• Task description: All lines holding the word "xmlns" are to be copied from the records beneath.

• Information:
=====
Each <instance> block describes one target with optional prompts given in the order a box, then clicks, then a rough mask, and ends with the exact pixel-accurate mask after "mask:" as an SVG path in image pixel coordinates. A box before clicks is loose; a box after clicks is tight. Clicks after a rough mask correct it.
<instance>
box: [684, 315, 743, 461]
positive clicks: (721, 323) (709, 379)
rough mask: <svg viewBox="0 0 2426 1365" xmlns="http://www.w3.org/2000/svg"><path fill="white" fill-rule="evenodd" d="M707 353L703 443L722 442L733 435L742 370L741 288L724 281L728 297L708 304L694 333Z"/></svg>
=====
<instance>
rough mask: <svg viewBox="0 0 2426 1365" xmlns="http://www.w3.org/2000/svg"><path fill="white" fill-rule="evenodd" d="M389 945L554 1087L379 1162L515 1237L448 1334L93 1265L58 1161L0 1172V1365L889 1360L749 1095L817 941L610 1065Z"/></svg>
=====
• Task solution:
rough mask: <svg viewBox="0 0 2426 1365" xmlns="http://www.w3.org/2000/svg"><path fill="white" fill-rule="evenodd" d="M707 353L703 443L722 442L733 435L742 370L741 288L724 281L728 297L708 304L694 333Z"/></svg>
rough mask: <svg viewBox="0 0 2426 1365" xmlns="http://www.w3.org/2000/svg"><path fill="white" fill-rule="evenodd" d="M389 945L554 1087L379 1162L515 1237L448 1334L93 1265L58 1161L0 1172V1365L889 1360L749 1095L817 941L610 1065Z"/></svg>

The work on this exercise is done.